TEXT BLOCK >>
※ ※ ※

The Psychology of Self-Deception

It’s one thing to be clueless. But have you ever known someone who was clueless about being clueless?

Maybe she saw herself as a great cook, but anybody who tasted her food would strongly object.

Maybe they figured they were the picture of health—despite what their friends (and doctors) kept saying about their diet and exercise (or lack thereof!).

Or perhaps he considered himself a fine handyman who never had to call the professionals—until he’d created a much more expensive problem than he originally had.

In another post I wrote about the New Testament’s strong warning not to let ourselves be fooled. In Hebrews 3:7-4:13 the pastor-author warns his beloved friends that, like the ancient Israelites, they too would fall short of receiving God’s promise of a secure resting place without each other’s help and encouragement. Here are the key verses:

See to it, brothers, that none of you has a sinful, unbelieving heart that turns away from the living God.  But encourage one another daily, as long as it is called Today, so that none of you may be hardened by sin’s deceitfulness.

—Hebrews 3:12-13

I’ve taught about the critical importance of the church in many contexts. I’ve used many different examples from Scripture and modern life to illustrate what the Bible’s saying. Like any teacher, I have a couple favorites. But as of today, they were all relegated to secondary status. You see, today I discovered the Dunning-Kruger effect.

※ ※ ※

[Named object pointing listing]
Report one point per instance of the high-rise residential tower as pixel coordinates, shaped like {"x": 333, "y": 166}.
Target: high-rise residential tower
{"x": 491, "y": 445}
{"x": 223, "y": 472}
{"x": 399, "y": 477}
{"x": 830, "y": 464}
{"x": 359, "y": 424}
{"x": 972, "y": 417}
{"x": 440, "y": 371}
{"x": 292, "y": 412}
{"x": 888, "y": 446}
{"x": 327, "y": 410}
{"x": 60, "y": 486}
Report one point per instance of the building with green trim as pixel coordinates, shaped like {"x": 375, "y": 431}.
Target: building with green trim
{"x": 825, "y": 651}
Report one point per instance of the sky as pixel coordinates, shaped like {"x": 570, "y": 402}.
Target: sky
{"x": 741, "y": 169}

※ ※ ※

TASKS TO PERFORM >>
[a] Could you edit the piece on self-deception, starting with "I’ve taught about" and going on through "the Dunning-Kruger effect.", so that "teacher" is replaced by "preacher"?
[b] In the piece on self-deception, what does each clueless person in the opening examples believe themselves to be?

ANSWERS IN ORDER >>
[a]
I’ve taught about the critical importance of the church in many contexts. I’ve used many different examples from Scripture and modern life to illustrate what the Bible’s saying. Like any preacher, I have a couple favorites. But as of today, they were all relegated to secondary status. You see, today I discovered the Dunning-Kruger effect.

[b]
- a great cook
- the picture of health
- a fine handyman who never had to call the professionals